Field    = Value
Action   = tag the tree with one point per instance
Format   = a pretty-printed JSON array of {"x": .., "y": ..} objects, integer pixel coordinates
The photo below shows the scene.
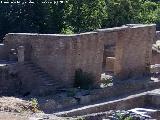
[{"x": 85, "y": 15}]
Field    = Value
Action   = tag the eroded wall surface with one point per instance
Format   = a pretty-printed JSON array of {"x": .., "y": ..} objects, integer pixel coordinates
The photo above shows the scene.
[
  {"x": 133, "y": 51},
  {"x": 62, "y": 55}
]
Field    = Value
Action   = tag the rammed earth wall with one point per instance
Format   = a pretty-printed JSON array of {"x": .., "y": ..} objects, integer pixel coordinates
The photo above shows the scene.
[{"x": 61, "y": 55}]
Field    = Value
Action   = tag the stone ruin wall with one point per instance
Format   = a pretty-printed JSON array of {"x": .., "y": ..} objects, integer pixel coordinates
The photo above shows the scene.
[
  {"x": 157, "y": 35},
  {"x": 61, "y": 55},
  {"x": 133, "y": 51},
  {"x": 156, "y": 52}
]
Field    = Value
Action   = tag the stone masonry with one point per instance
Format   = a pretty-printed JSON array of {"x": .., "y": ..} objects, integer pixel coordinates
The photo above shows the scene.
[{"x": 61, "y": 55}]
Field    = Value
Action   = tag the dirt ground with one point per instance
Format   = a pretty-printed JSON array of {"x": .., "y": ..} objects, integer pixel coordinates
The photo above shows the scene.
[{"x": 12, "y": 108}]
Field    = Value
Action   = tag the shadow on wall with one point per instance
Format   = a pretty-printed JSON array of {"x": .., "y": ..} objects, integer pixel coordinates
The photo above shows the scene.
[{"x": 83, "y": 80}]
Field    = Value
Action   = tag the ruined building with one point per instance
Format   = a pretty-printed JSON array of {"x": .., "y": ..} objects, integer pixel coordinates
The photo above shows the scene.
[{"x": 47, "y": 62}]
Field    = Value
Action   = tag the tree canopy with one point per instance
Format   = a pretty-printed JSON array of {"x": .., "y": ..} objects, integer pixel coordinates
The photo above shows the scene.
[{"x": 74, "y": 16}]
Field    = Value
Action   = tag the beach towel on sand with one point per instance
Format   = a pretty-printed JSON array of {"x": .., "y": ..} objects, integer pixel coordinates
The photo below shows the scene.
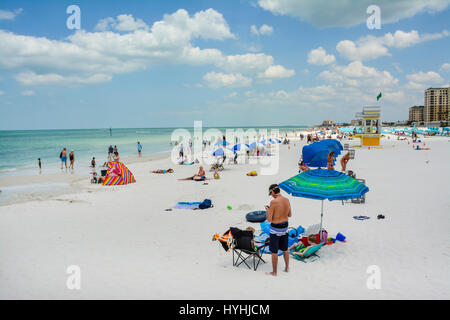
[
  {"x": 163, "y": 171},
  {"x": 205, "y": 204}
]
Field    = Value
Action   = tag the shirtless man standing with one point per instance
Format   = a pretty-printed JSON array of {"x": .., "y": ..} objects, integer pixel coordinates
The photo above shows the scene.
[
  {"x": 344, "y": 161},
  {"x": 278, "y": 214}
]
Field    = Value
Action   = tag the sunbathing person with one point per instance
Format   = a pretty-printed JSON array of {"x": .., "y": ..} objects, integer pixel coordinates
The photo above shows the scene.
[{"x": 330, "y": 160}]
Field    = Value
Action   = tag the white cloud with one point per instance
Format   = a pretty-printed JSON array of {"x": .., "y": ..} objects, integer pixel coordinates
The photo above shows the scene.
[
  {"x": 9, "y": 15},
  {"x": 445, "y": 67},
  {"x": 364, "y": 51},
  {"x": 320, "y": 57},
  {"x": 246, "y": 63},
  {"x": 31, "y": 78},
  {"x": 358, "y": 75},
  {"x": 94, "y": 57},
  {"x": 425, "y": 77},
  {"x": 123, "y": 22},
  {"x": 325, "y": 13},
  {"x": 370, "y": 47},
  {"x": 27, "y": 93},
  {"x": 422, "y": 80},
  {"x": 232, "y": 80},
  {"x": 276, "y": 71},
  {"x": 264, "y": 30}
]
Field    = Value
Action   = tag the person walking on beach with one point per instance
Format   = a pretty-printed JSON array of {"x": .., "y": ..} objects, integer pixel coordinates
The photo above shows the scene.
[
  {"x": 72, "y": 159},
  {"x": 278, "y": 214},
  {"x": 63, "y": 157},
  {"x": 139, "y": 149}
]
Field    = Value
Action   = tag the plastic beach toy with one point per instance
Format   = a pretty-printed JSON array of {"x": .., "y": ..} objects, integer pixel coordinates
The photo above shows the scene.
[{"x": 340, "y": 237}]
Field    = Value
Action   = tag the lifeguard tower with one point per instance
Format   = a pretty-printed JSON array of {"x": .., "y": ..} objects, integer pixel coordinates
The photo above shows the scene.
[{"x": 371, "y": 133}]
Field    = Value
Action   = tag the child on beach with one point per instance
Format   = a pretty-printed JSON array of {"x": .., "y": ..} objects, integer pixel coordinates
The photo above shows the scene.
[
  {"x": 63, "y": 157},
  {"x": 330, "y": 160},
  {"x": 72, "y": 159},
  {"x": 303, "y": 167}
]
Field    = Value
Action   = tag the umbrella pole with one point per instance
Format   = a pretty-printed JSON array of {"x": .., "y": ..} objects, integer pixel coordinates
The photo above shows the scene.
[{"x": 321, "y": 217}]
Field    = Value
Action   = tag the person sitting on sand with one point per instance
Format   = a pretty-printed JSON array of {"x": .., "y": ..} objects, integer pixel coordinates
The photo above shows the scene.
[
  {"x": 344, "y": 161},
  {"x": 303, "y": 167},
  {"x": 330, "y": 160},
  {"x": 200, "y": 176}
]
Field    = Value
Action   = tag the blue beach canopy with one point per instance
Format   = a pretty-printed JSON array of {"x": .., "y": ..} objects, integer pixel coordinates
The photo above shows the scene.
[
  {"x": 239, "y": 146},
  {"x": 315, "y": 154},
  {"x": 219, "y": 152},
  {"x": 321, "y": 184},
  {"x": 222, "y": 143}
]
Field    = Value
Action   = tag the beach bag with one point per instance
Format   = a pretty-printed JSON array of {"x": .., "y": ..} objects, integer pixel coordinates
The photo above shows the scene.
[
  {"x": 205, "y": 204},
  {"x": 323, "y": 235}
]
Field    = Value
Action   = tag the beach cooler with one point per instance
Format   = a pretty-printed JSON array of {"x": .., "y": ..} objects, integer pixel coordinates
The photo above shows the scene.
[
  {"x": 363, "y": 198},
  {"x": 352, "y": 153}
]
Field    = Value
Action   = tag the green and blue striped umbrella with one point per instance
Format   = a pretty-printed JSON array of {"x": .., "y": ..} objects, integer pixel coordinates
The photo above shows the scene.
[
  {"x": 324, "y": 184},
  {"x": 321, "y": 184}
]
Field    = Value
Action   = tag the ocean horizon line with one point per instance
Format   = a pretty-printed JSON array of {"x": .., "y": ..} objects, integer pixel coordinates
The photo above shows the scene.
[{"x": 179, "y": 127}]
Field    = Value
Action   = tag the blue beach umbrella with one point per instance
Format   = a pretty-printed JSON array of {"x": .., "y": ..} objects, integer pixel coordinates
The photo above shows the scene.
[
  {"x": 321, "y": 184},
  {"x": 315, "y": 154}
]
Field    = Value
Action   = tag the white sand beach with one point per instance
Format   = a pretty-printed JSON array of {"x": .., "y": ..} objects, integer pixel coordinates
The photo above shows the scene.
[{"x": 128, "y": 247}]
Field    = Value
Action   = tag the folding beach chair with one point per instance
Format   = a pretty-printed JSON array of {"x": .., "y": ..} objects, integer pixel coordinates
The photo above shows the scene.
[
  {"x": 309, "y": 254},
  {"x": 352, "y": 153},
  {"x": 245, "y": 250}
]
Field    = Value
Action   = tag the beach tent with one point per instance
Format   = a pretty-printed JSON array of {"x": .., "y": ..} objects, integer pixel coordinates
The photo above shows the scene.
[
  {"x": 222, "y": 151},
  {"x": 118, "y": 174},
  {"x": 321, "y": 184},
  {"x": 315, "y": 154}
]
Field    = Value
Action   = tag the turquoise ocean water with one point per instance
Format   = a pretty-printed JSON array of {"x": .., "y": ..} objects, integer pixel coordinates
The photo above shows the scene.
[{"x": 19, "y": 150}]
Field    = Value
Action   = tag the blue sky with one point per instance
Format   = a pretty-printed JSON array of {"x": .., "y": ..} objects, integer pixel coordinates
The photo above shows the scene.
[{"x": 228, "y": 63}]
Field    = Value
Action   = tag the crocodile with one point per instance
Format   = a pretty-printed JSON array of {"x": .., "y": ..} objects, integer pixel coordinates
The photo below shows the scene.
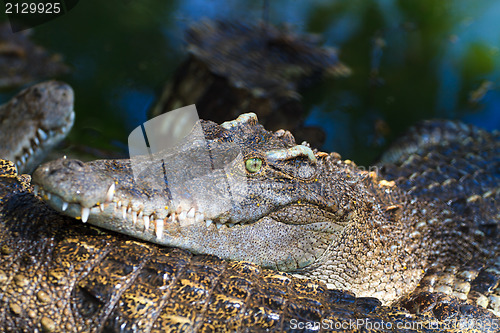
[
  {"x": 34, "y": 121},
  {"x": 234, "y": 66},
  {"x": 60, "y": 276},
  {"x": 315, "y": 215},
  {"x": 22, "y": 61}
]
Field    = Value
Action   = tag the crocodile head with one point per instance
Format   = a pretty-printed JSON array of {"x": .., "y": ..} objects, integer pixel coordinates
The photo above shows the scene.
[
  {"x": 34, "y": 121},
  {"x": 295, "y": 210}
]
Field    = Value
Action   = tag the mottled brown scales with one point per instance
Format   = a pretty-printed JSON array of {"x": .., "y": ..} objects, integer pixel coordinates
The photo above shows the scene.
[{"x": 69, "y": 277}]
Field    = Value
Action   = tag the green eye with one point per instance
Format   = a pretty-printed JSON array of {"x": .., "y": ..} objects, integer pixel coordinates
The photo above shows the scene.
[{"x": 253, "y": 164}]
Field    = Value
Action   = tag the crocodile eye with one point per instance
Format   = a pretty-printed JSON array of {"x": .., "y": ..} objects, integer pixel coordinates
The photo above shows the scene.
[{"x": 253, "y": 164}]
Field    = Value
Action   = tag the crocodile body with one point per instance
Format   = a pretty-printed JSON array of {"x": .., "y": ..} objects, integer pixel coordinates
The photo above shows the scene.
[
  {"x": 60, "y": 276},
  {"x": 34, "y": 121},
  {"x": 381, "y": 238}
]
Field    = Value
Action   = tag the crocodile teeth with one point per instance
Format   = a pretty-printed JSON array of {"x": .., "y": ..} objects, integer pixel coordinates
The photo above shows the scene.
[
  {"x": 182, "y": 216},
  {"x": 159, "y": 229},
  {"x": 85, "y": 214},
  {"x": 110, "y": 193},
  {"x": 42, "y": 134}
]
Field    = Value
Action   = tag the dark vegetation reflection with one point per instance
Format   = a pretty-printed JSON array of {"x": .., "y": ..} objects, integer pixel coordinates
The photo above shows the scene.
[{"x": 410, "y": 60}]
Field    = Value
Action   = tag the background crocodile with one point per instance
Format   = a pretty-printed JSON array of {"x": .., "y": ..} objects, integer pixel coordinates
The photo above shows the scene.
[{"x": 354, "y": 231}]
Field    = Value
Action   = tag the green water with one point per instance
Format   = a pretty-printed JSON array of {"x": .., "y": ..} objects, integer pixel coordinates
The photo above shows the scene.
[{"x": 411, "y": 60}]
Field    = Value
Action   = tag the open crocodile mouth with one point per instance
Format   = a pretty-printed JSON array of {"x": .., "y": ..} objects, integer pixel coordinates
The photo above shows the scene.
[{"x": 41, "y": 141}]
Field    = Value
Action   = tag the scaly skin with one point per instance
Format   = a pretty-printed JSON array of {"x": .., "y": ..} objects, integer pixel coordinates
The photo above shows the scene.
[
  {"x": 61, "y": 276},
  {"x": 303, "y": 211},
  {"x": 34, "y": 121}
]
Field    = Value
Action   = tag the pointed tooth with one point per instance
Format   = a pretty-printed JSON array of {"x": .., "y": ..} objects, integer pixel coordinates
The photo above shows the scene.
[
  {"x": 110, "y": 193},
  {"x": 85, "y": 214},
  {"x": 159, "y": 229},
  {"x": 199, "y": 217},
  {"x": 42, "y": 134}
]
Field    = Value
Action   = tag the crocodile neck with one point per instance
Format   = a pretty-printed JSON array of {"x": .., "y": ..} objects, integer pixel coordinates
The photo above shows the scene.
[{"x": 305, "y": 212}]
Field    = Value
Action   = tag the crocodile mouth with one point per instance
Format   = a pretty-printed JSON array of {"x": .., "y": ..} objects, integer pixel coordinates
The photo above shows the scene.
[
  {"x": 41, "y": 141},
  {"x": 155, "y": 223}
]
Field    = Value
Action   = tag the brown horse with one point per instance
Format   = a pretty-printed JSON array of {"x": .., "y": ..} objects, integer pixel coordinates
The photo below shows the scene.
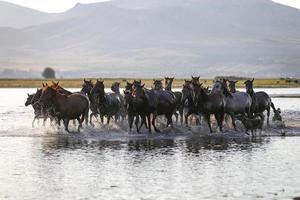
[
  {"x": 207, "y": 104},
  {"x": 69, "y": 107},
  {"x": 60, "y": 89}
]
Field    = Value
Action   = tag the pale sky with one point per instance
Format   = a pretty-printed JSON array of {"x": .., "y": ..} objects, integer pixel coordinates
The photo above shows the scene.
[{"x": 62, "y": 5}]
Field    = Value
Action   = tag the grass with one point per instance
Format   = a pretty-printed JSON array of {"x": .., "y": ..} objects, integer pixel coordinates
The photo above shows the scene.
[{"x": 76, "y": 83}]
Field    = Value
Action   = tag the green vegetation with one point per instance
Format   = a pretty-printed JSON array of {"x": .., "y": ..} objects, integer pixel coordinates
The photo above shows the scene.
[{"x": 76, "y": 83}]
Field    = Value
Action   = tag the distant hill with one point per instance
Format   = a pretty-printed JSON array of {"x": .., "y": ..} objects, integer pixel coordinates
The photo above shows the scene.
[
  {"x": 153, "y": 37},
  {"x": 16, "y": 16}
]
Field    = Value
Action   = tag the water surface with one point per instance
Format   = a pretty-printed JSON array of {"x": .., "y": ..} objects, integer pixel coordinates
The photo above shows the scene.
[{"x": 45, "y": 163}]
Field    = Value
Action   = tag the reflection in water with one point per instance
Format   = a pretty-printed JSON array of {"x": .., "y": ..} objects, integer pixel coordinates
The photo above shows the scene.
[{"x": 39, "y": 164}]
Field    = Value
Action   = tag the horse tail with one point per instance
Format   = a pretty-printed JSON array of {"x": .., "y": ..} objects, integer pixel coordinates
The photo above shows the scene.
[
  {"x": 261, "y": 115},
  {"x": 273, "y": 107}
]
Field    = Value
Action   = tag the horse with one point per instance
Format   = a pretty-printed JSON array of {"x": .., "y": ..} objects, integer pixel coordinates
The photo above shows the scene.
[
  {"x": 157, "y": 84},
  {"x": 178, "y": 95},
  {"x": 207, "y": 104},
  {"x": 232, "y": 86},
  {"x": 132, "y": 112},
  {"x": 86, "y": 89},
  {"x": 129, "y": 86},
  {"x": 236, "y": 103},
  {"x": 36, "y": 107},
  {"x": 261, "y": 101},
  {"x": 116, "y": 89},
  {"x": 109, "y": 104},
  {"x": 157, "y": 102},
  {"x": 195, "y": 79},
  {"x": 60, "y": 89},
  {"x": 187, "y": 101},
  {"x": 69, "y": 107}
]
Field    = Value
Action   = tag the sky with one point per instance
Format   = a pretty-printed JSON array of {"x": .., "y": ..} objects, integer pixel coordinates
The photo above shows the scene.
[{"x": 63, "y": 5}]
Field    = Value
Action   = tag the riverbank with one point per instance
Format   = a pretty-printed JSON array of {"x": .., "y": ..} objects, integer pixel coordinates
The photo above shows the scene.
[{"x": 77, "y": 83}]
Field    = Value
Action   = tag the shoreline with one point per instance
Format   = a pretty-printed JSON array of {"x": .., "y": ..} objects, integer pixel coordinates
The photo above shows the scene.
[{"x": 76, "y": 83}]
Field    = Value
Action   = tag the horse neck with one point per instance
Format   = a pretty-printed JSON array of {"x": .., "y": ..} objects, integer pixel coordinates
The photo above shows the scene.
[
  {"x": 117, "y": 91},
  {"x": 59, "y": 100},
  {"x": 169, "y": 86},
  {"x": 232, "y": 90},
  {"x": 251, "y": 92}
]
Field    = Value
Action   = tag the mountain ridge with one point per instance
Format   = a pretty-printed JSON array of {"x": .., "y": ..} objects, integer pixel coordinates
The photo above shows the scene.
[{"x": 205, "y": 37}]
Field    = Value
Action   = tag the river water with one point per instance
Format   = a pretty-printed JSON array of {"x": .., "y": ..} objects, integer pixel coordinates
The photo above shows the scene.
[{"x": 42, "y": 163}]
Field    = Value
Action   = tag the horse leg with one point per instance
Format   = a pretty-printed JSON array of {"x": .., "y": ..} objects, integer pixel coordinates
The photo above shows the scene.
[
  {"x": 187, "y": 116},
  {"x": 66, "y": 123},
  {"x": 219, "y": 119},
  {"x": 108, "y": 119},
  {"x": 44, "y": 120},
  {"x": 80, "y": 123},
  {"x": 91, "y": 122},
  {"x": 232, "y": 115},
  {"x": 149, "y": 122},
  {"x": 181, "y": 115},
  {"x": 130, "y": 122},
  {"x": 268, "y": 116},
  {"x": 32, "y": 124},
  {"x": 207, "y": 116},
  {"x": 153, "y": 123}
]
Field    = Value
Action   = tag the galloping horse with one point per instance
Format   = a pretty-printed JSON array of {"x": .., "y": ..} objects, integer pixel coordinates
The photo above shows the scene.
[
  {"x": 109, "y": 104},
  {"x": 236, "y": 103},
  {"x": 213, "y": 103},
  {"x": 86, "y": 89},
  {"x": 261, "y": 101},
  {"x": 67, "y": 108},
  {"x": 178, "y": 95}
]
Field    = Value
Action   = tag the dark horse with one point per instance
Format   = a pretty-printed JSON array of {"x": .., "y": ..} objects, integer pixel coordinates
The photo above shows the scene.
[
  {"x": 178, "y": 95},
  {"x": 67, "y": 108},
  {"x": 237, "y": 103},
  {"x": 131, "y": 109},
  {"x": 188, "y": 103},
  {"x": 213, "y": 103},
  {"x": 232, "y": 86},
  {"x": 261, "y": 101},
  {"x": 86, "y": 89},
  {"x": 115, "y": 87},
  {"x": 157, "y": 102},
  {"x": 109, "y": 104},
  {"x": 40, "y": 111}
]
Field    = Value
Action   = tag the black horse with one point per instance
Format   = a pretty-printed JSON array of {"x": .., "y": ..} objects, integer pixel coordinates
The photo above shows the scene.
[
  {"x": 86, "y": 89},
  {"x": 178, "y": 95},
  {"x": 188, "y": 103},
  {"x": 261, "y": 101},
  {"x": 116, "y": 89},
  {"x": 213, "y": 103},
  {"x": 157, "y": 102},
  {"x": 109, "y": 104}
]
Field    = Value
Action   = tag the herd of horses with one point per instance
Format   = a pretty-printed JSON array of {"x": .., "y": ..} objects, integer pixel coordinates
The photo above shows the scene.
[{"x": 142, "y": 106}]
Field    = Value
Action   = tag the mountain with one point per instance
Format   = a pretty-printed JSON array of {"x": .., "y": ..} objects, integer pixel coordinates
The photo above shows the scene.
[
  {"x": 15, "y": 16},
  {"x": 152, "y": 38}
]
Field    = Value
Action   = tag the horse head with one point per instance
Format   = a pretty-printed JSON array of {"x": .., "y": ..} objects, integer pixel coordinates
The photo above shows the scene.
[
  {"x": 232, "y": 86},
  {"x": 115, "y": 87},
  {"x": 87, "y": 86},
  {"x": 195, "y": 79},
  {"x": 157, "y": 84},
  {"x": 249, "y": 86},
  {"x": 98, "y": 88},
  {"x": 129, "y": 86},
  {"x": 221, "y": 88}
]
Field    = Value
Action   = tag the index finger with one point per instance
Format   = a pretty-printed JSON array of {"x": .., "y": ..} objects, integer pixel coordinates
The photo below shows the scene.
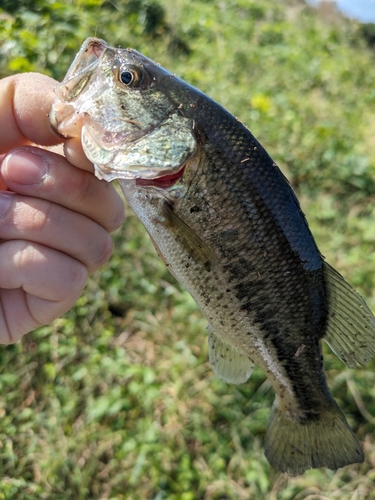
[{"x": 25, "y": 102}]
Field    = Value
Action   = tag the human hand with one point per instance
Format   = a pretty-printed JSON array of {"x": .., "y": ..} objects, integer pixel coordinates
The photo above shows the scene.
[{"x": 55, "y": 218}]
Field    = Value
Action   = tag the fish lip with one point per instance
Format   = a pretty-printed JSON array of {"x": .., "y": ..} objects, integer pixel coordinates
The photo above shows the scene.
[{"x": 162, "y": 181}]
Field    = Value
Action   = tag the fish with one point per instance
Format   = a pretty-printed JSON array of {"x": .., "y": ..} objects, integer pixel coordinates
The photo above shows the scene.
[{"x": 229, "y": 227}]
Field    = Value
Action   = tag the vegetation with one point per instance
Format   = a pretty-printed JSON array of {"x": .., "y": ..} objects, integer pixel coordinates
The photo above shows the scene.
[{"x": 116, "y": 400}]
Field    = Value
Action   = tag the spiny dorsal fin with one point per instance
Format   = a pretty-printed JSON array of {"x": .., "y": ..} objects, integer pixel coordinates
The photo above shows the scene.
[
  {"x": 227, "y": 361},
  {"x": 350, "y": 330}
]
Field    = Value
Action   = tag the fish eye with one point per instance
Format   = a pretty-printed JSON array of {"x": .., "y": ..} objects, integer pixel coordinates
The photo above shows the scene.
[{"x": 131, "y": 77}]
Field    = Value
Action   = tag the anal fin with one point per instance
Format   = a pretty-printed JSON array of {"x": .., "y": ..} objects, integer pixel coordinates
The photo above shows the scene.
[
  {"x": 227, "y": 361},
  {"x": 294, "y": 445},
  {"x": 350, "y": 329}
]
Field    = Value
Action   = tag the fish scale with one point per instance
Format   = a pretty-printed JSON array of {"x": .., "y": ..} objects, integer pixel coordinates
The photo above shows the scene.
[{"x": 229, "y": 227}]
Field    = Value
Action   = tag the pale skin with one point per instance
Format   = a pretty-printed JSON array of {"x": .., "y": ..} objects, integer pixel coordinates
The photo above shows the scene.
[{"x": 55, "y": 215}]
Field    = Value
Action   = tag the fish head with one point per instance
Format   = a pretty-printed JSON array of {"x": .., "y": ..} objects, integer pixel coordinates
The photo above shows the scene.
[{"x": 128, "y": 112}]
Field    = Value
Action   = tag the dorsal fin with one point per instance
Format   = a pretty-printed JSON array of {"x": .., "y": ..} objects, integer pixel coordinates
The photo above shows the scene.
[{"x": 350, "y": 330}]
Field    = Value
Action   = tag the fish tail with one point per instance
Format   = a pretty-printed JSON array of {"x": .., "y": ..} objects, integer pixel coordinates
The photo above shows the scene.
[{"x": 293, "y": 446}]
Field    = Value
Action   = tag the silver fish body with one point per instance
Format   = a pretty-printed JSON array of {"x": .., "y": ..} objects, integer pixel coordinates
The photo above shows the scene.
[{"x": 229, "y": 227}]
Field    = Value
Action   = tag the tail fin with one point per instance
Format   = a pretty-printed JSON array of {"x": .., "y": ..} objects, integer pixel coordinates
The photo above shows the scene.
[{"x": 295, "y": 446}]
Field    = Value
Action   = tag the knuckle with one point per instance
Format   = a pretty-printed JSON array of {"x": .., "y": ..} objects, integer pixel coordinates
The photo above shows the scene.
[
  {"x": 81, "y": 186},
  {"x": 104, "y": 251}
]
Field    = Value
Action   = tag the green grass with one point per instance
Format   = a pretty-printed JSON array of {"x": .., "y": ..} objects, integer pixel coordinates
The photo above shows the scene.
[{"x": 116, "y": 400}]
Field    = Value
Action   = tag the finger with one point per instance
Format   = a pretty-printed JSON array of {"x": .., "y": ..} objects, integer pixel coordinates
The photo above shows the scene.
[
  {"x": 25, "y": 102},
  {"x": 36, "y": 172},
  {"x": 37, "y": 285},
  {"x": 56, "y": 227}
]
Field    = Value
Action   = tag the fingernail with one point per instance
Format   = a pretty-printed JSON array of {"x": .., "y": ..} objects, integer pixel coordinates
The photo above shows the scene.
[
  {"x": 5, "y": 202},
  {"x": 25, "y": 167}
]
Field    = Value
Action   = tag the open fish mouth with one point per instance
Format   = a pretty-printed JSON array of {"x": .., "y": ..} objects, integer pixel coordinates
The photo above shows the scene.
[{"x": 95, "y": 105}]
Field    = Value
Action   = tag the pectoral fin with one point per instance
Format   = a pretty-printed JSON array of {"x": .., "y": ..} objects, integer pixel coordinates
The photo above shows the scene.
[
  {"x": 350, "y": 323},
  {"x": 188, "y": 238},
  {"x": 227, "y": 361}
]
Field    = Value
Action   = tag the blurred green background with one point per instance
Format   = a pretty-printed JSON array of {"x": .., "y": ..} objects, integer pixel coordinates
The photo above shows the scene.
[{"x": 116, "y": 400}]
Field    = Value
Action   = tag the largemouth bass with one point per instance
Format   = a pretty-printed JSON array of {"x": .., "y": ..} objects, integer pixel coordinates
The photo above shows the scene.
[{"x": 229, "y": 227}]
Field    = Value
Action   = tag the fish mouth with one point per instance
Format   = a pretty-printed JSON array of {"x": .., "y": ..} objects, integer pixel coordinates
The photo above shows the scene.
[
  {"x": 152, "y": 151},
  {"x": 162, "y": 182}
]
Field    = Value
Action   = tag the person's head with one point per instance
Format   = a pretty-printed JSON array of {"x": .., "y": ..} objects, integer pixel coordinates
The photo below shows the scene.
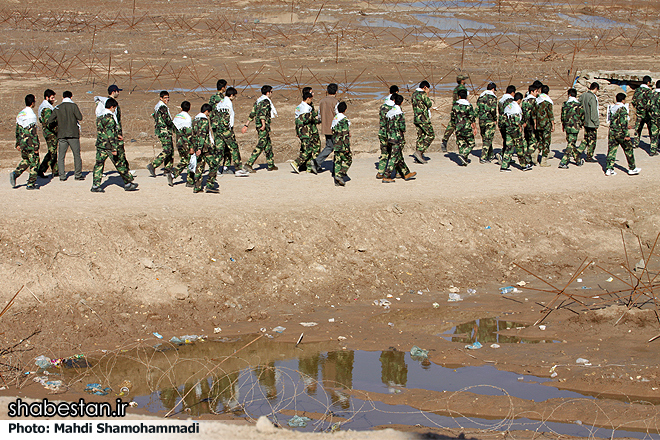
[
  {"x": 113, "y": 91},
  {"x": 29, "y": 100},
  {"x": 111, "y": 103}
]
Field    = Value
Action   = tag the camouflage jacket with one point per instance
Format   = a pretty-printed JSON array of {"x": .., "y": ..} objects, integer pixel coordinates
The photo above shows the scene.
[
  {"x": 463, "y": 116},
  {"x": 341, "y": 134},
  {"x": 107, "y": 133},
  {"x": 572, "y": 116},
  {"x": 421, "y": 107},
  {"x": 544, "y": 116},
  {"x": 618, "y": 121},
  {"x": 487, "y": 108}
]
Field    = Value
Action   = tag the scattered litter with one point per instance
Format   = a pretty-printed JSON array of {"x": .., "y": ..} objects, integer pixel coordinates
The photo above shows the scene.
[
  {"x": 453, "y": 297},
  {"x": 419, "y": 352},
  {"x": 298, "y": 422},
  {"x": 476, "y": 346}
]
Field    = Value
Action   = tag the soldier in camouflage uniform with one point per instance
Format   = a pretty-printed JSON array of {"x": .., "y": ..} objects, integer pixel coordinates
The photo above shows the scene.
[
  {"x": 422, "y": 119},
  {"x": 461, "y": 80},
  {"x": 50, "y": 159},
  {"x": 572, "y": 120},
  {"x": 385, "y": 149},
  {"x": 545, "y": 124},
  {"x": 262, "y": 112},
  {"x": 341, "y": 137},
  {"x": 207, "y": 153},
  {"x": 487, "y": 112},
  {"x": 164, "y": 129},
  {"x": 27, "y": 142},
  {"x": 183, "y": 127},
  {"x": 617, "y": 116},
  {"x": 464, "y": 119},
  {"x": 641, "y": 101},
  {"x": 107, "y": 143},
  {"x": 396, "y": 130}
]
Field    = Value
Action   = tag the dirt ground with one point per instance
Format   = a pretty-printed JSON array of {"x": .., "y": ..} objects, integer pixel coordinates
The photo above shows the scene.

# # # #

*TASK PROMPT:* Please count how many lines of the entries above contain the word "wall", treating case as significant, and reply with only that number.

*TASK OUTPUT:* 4